Task to carry out:
Lay out every line of the items below as a JSON list of strings, one string per line, with blank lines dropped and the pictures left out.

Data for processing:

===============

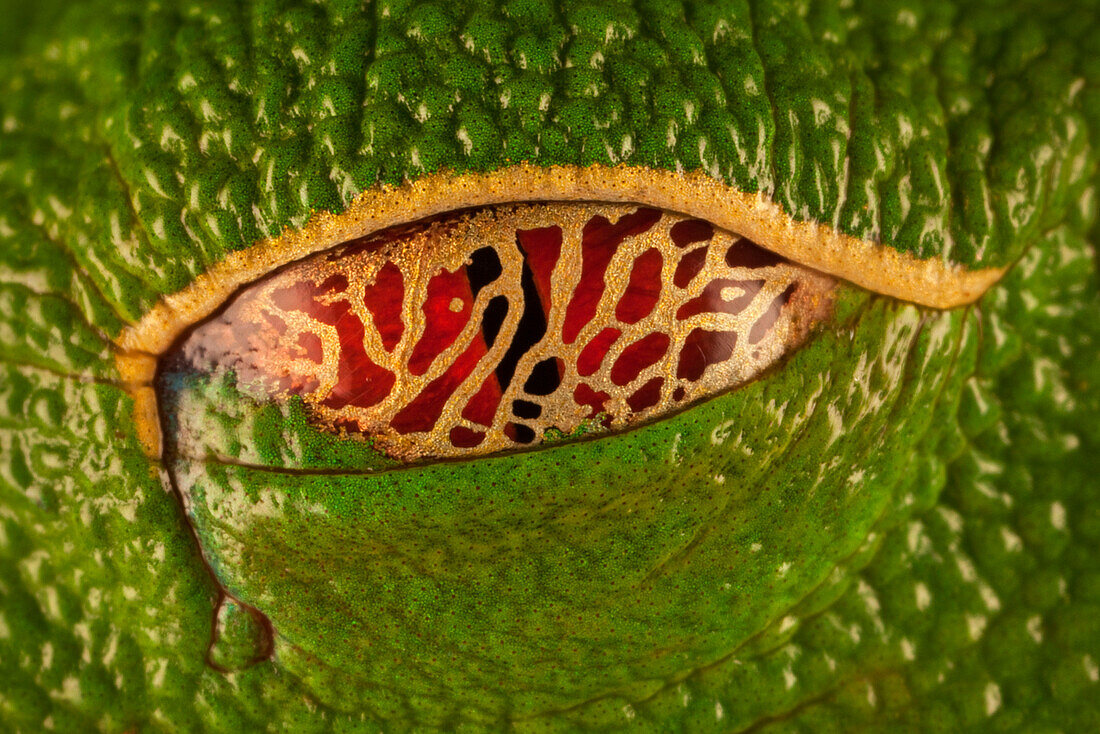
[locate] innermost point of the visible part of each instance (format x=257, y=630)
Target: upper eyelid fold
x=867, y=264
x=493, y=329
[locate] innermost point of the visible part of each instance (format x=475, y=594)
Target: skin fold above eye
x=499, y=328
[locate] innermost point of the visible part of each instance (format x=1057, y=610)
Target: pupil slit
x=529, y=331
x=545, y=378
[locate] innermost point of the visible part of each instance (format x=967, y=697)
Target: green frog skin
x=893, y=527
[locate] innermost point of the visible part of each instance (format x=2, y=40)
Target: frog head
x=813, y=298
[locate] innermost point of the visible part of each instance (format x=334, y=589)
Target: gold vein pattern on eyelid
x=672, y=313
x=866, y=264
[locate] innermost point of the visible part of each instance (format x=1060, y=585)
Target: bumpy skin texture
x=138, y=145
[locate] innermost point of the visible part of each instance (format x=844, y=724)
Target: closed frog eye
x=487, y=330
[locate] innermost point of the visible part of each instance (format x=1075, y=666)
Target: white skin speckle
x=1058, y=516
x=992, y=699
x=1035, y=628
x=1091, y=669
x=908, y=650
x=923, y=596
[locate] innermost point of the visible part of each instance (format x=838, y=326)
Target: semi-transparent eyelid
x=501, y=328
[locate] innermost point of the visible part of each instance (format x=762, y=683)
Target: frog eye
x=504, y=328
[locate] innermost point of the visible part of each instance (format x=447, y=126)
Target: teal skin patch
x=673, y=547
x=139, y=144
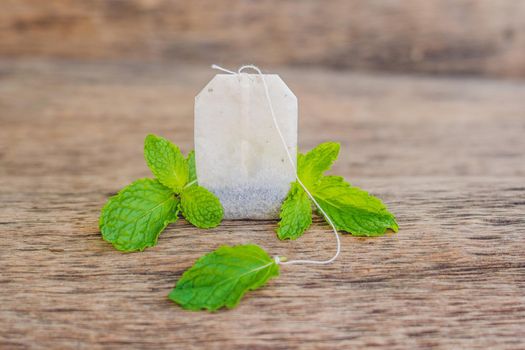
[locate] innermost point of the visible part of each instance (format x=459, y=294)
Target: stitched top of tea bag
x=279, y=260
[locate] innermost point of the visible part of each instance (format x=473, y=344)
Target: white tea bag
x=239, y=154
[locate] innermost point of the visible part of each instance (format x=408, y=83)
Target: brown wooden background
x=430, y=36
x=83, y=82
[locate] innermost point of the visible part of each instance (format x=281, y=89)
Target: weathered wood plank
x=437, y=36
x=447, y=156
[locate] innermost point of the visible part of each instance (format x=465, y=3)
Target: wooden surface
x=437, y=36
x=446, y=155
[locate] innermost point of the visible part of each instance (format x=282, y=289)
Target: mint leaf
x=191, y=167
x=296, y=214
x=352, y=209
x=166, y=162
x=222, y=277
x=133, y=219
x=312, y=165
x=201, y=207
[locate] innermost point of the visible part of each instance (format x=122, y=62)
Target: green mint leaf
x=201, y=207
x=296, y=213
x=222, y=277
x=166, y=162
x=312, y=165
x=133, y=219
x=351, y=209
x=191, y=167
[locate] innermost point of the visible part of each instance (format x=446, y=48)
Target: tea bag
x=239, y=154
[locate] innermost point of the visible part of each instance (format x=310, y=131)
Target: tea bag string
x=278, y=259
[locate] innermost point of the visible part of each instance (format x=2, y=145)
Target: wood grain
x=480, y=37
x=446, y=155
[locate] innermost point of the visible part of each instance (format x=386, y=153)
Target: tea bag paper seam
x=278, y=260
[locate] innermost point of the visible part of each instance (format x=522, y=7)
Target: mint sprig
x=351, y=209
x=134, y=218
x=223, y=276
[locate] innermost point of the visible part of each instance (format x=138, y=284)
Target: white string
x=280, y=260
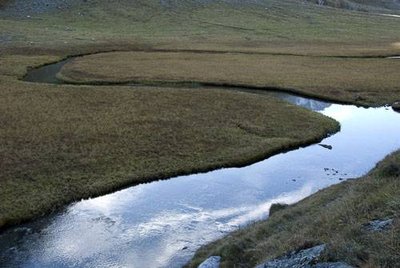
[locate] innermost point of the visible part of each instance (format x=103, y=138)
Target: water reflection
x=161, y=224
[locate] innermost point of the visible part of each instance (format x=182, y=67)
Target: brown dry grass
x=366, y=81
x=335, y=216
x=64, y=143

===============

Exercise answer:
[
  "[locate] innermost point of the visible part of each instance (format x=257, y=630)",
  "Target: upper eyelid fold",
  "x=867, y=264",
  "x=493, y=329",
  "[locate] innermost point of the visible part of each instance (format x=475, y=594)",
  "Target: skin fold above eye",
  "x=499, y=328",
  "[locate] innermost point of the visible part of each instance (format x=1057, y=610)",
  "Target: pupil slit",
  "x=529, y=331",
  "x=545, y=378",
  "[locate] innermost point of the visible part of each instance (format x=967, y=697)",
  "Target: green frog skin",
  "x=893, y=527",
  "[locate] innermost point of the visible part of each instance (format x=2, y=40)",
  "Target: frog head",
  "x=813, y=298",
  "[locate] innermost point of the visible part of each instance (format x=334, y=589)",
  "Target: gold vein pattern on eyelid",
  "x=672, y=313",
  "x=866, y=264",
  "[locate] innermost point of the visible part of each instance (format x=1060, y=585)",
  "Target: bumpy skin texture",
  "x=138, y=145",
  "[locate] innermost point of the visible part of each instance (format x=844, y=724)",
  "Target: closed frog eye",
  "x=487, y=330",
  "[locate] innermost point of the visible part of each instance (format x=1075, y=666)",
  "Target: white skin speckle",
  "x=1058, y=516",
  "x=992, y=699",
  "x=1035, y=628",
  "x=1091, y=669",
  "x=908, y=650",
  "x=923, y=596",
  "[locate] innermost point of the visible part of each instance (format x=838, y=326)",
  "Target: semi-transparent eyelid",
  "x=501, y=328",
  "[locate] innermost point of the visible part of each instance (format x=762, y=683)",
  "Target: frog eye",
  "x=504, y=328",
  "[locate] innermost point of the visible part of each instance (format x=447, y=126)",
  "Target: teal skin patch",
  "x=673, y=547",
  "x=139, y=144",
  "[locate] innermost point of the visible part of each instance (format x=459, y=294)",
  "Target: stitched top of tea bag",
  "x=279, y=260",
  "[locate] innermost point of the visible part of each instance (format x=473, y=344)",
  "Target: white tea bag",
  "x=239, y=154",
  "[locate] innermost point of the visible part of each instance (format x=408, y=83)",
  "Target: brown wooden background",
  "x=430, y=36",
  "x=83, y=82",
  "[locate] innermost point of the visible part of each instance (format x=281, y=89)",
  "Target: weathered wood plank",
  "x=437, y=36",
  "x=447, y=156",
  "[locate] innermost point of the visible part of each instance (format x=465, y=3)",
  "Target: wooden surface",
  "x=437, y=36",
  "x=446, y=155",
  "[locate] innermost point of the visible part of each instance (format x=282, y=289)",
  "Target: mint leaf",
  "x=191, y=167",
  "x=296, y=214",
  "x=352, y=209",
  "x=166, y=162",
  "x=222, y=277",
  "x=133, y=219",
  "x=312, y=165",
  "x=201, y=207",
  "[locate] innermost point of the visible part of each instance (format x=122, y=62)",
  "Target: green mint leaf",
  "x=201, y=207",
  "x=296, y=213",
  "x=222, y=277",
  "x=166, y=162",
  "x=312, y=165",
  "x=133, y=219",
  "x=351, y=209",
  "x=191, y=167",
  "[locate] innermost point of the visible part of each instance (format x=446, y=48)",
  "Target: tea bag",
  "x=239, y=154",
  "[locate] innermost point of the visible part of each instance (format x=310, y=131)",
  "Target: tea bag string",
  "x=278, y=259",
  "[locate] innermost point of the visible part of each instance (format x=2, y=145)",
  "Target: wood grain",
  "x=480, y=37",
  "x=446, y=155",
  "[locate] innermost point of the visible part of each instance (format x=386, y=153)",
  "Target: tea bag paper seam",
  "x=278, y=260",
  "[locate] innermost point of the visible part of each instance (format x=522, y=7)",
  "Target: mint sprig",
  "x=351, y=209",
  "x=134, y=218",
  "x=223, y=276",
  "[locate] innermost point of the visible part of each instance (format x=138, y=284)",
  "Target: white string",
  "x=280, y=260",
  "[locate] innermost point of the visible part of each instance (format x=103, y=138)",
  "Target: water reflection",
  "x=161, y=224",
  "[locate] innermost point of the visible part of each instance (format x=182, y=67)",
  "Target: brown dry grass",
  "x=366, y=81",
  "x=335, y=216",
  "x=64, y=143"
]